> [DATASET]:
-------

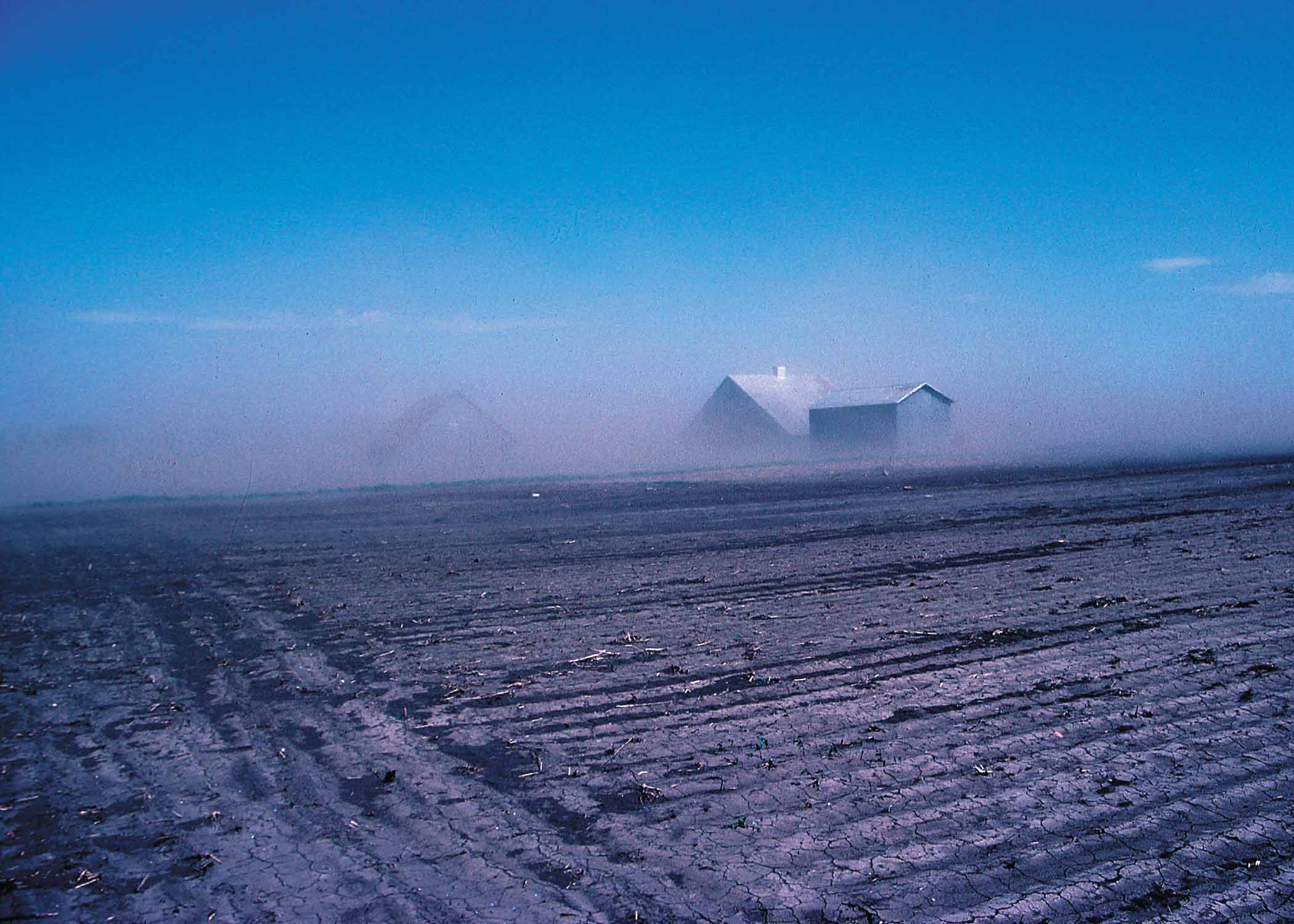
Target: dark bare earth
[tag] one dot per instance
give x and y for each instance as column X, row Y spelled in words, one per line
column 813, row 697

-------

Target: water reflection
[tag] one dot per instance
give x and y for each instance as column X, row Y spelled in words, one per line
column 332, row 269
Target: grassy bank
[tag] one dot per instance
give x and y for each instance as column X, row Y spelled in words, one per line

-------

> [WHAT NEEDS TO BE DONE]: Each line of the data that includes "Target" should be copied.

> [EXERCISE SOLUTION]:
Target: dark bare earth
Target: water reflection
Target: grassy bank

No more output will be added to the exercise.